[Document text — start]
Five years ago, that number—for a company that was doing extremely well—might have been 10,000. Today, companies are synthesizing and testing 10,000 in a day, hundreds of thousands a month. The issue we had then, but have now even more critically, is this: How do you find the needle in a haystack when you're dealing with those kinds of numbers?

We've gone from a scenario in which maybe you're dealing with hundreds of these sorts of research efforts and data points, most of which were in laboratory notebooks, to now being able, easily, to fill a terabyte of storage every couple of months with the amount of information that we're generating simply from our drug discovery efforts.

Data warehousing really got its start in our company primarily in the sales area because we have bought a lot of sales data from various sources, and we also generate a lot of data internally from the interactions our sales representatives have with customers and with physicians. But we are at the point now where the data warehouses that we have in place in R&D far exceed in size the storehouses we have to deal with in the sales and marketing arena. That's because of the advent of combinatorial chemistry techniques, the high throughput screening that we do, and the genomics and proteomics testing that we're doing.

There are companies out there now that are coming up with ways to use information technology to help sift through complexity.

You can't scale the people fast enough to keep up with the growing demands for information. Server management is one example. Storage management is another one that's a huge challenge for us because, again, you know, I talked about the data mining, data warehouse, data landfill analogy. We were filling mass storage at a rate that was faster than, frankly, our people could maintain it unless we were using the kinds of IT tools that we spoke about.

Where the complexity management is still very, very difficult is more around complexity of business processes and mapping of those processes, optimizing those processes, and then implementing technology to support those processes. That's where it still falls in many cases to groups of subject matter experts, in some cases with butcher paper on the walls of conference rooms to figure out what are the best processes to use. That's where we bring a lot of our own subject matter experts to bear. But yes, we're looking at those kinds of tools, but more in the back-end infrastructure area.
[Document text — finish]
[Information provided — start]
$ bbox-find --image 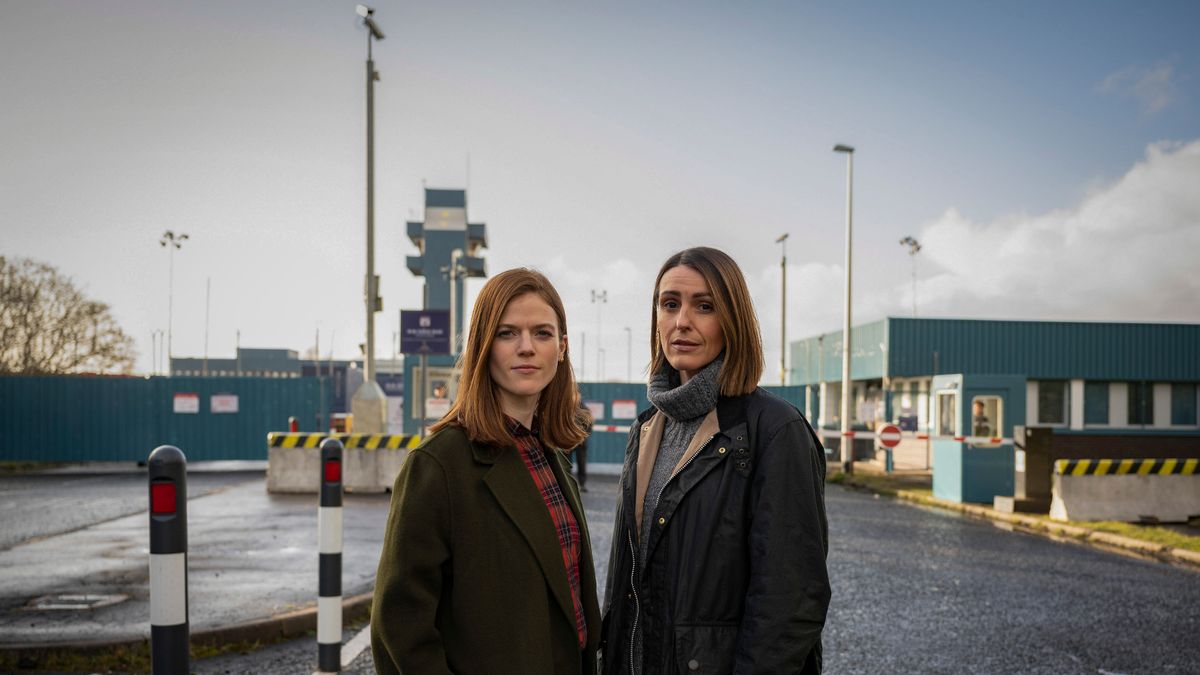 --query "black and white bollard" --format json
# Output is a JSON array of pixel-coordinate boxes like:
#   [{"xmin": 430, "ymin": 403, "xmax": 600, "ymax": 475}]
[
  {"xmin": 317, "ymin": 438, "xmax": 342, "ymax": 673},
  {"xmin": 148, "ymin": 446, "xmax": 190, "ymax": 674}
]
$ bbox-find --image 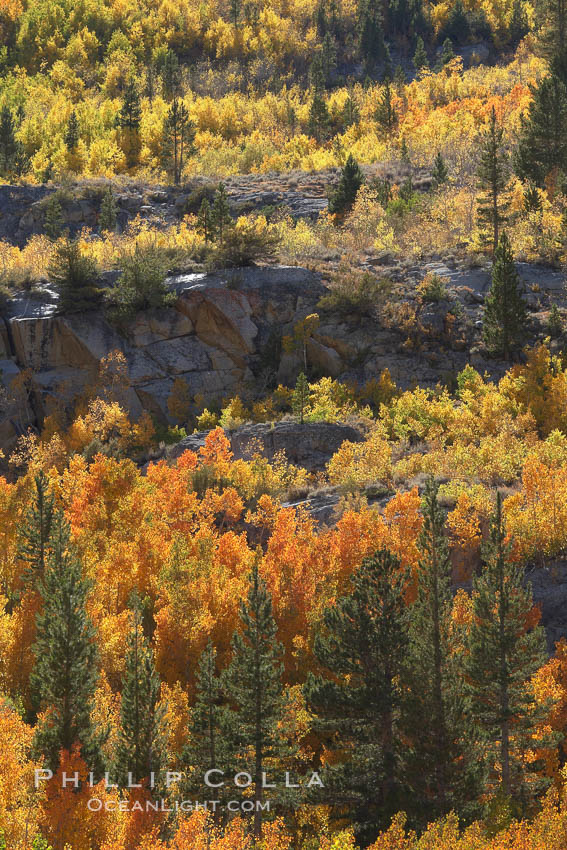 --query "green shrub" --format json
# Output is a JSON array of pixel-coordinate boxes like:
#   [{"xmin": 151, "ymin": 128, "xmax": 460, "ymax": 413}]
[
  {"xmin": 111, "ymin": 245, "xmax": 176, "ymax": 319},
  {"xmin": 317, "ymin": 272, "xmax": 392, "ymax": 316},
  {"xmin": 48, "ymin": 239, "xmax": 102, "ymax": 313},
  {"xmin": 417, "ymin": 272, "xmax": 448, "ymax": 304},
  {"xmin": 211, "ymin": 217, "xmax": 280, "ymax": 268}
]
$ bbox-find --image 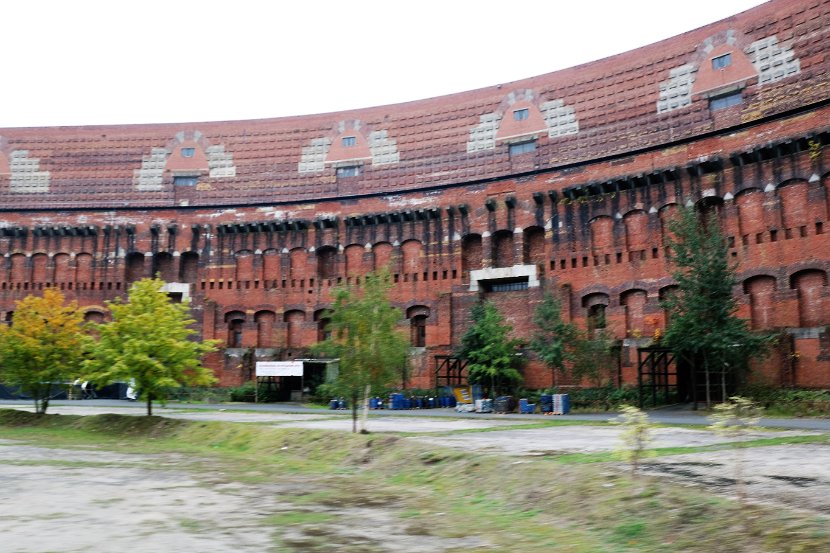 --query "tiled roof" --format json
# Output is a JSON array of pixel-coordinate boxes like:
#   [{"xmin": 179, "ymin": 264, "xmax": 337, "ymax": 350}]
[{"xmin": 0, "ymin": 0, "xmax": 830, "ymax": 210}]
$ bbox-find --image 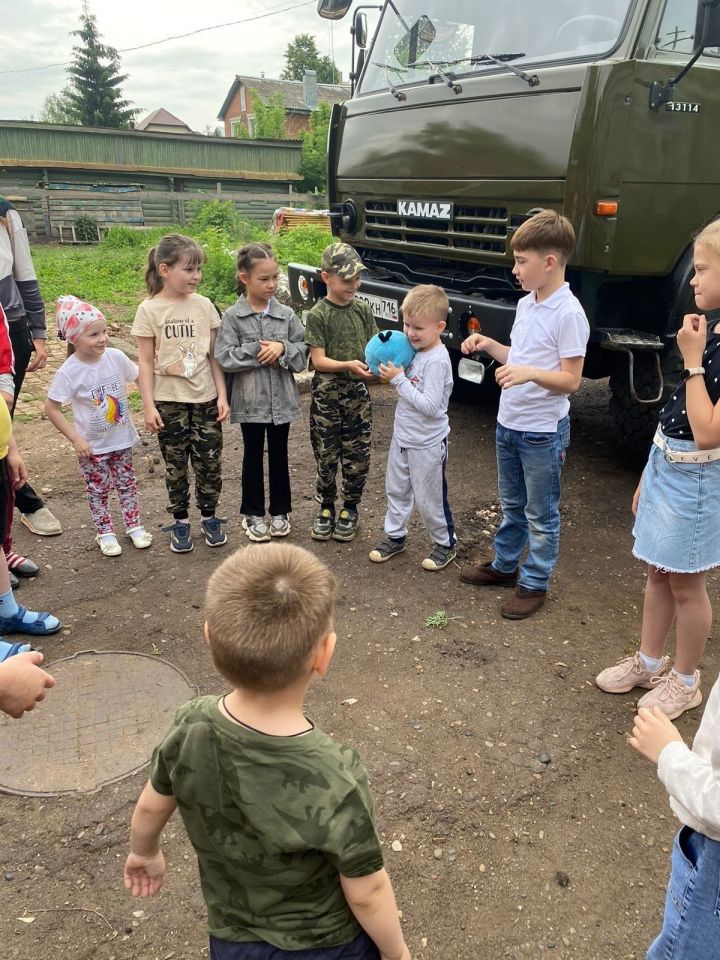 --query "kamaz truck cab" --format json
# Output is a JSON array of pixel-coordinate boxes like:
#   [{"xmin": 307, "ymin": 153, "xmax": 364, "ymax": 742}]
[Information provided — finish]
### What you will do
[1] Answer these questions from the passage on research data, one line each:
(a) How often can drug discovery efforts now fill a terabyte of storage?
(b) In which area of the company did data warehousing first get its start?
(c) Besides server management, what other example of management that people alone can't scale to does the passage give?
[2] Can you rewrite the paragraph of the passage on research data that begins "Data warehousing really got its start" as a short bulleted list that keeps its main facts?
[3] Which three developments does the passage on research data give as the reason its R&D data warehouses now exceed those in sales and marketing?

### Answers by task
[1]
(a) Every couple of months.
(b) Primarily in the sales area.
(c) Storage management.

[2]
- Data warehousing began in the company mainly in sales.
- The sales data came from purchases from various sources and from internal records of sales representatives' interactions with customers and physicians.
- R&D data warehouses are now far larger than those in sales and marketing.
- The cause is combinatorial chemistry techniques, high throughput screening, and genomics and proteomics testing.

[3]
- The advent of combinatorial chemistry techniques
- High throughput screening
- Genomics and proteomics testing